### Exercise prompt:
Look for the word "window". Copy every line of the listing where it occurs.

### Record excerpts:
BEGIN

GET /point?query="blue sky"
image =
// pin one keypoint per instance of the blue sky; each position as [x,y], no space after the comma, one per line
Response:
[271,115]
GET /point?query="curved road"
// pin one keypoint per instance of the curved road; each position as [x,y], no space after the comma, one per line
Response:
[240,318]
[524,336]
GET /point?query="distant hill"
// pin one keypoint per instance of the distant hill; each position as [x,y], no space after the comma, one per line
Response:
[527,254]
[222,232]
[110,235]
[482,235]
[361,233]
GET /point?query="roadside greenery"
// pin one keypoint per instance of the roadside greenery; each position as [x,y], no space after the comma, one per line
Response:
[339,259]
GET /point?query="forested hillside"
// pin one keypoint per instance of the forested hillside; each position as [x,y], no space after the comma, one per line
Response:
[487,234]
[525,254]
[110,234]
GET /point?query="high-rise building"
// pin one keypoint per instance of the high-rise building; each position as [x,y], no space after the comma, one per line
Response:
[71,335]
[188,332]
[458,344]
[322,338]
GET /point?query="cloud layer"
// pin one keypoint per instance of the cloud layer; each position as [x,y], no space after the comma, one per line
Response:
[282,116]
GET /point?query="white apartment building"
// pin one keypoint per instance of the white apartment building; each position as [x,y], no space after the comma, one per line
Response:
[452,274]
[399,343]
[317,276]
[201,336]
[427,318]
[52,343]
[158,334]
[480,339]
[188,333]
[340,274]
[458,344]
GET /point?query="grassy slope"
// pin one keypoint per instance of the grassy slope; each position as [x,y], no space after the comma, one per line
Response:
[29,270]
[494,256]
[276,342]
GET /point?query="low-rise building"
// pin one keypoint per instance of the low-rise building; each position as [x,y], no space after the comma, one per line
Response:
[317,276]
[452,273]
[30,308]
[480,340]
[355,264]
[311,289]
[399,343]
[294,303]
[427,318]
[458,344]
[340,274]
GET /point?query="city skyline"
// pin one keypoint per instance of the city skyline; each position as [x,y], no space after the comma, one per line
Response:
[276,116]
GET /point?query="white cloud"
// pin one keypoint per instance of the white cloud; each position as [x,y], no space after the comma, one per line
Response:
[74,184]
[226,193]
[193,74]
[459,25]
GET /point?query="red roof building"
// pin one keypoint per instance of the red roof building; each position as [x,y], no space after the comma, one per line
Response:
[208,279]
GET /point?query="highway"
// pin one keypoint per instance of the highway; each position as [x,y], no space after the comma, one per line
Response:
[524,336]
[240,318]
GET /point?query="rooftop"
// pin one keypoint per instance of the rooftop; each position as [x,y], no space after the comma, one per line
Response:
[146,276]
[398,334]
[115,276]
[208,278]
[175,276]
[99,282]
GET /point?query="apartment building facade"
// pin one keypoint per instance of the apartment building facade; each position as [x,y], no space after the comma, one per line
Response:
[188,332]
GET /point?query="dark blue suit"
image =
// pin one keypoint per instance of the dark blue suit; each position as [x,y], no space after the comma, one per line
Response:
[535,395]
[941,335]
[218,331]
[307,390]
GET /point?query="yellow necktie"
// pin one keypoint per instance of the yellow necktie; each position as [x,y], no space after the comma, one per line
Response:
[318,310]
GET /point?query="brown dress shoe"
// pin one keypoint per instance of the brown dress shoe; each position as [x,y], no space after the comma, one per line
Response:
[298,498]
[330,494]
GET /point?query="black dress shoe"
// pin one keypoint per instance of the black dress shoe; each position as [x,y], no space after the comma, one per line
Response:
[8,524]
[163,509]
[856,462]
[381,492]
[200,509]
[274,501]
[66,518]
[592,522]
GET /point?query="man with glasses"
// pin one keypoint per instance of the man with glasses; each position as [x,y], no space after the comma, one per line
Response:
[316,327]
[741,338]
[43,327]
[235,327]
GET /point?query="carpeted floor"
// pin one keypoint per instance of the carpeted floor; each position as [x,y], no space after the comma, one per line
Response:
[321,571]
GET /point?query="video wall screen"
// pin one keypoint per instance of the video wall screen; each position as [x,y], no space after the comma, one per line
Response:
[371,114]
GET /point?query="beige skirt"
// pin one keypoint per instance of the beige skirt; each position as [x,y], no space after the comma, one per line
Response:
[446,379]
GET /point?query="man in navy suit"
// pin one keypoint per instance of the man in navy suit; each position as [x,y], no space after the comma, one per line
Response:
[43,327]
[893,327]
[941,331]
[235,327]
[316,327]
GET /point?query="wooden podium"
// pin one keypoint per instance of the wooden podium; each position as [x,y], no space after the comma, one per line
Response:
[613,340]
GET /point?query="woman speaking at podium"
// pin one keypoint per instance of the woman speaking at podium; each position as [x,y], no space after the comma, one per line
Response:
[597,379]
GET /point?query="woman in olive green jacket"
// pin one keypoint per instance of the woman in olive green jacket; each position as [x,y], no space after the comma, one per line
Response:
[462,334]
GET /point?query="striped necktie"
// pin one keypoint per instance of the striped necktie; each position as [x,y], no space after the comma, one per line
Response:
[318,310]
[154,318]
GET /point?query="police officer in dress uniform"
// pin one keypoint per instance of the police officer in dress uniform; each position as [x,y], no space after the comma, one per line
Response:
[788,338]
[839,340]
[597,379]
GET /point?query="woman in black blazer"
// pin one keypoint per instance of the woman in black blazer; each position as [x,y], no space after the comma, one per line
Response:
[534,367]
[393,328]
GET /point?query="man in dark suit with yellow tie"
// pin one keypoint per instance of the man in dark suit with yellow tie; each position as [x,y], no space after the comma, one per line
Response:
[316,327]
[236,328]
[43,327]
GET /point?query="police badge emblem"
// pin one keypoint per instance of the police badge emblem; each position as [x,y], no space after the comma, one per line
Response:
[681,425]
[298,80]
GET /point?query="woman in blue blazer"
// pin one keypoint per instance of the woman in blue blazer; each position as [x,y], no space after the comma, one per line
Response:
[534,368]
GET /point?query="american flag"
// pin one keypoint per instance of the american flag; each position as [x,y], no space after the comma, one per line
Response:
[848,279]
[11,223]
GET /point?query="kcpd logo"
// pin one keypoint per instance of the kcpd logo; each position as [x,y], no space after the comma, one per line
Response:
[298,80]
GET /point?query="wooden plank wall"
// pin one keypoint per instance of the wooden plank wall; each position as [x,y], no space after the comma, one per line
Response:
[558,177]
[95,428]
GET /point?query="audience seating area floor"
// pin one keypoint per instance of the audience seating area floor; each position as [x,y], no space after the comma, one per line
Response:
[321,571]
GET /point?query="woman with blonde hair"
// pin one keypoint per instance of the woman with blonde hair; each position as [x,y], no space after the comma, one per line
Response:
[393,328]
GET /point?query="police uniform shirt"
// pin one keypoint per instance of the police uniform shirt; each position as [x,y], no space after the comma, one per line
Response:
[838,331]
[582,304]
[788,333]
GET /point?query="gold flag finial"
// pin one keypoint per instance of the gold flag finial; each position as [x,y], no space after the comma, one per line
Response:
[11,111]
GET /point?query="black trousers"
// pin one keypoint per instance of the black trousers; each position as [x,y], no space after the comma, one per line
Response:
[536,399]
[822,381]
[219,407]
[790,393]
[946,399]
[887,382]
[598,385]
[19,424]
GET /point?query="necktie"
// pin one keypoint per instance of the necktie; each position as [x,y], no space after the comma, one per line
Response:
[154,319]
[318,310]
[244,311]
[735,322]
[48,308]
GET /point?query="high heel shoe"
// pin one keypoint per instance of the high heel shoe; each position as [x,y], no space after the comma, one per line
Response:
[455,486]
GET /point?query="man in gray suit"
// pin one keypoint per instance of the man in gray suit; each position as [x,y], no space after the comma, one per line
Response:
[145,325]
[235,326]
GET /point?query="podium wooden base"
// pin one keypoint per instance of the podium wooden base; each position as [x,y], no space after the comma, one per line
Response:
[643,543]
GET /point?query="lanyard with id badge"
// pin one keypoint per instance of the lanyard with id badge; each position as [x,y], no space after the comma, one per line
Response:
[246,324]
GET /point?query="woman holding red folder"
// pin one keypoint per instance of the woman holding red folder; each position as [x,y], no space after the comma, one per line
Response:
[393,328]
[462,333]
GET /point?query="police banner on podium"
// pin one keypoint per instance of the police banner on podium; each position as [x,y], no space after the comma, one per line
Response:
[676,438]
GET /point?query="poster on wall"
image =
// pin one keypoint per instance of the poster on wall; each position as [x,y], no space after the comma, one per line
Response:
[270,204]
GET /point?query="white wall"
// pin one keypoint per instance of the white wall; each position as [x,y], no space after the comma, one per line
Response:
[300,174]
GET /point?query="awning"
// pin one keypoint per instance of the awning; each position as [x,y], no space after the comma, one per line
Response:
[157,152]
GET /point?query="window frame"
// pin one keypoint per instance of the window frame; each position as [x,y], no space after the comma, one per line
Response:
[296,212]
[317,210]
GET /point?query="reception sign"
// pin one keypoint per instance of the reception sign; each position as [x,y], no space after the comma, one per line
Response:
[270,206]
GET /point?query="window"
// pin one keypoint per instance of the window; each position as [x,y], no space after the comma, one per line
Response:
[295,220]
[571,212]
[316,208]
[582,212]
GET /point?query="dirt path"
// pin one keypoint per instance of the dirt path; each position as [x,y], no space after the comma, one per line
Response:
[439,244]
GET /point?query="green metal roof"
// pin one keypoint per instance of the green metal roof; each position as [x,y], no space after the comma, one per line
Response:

END

### Solution:
GET /point?query="window frame"
// pin one keypoint per instance of the window frame; each position as [x,y], no space after the comma, one per line
GET /point?query="window"
// pin one keypoint per instance of the window; each position as [x,y], no space after the comma, one per line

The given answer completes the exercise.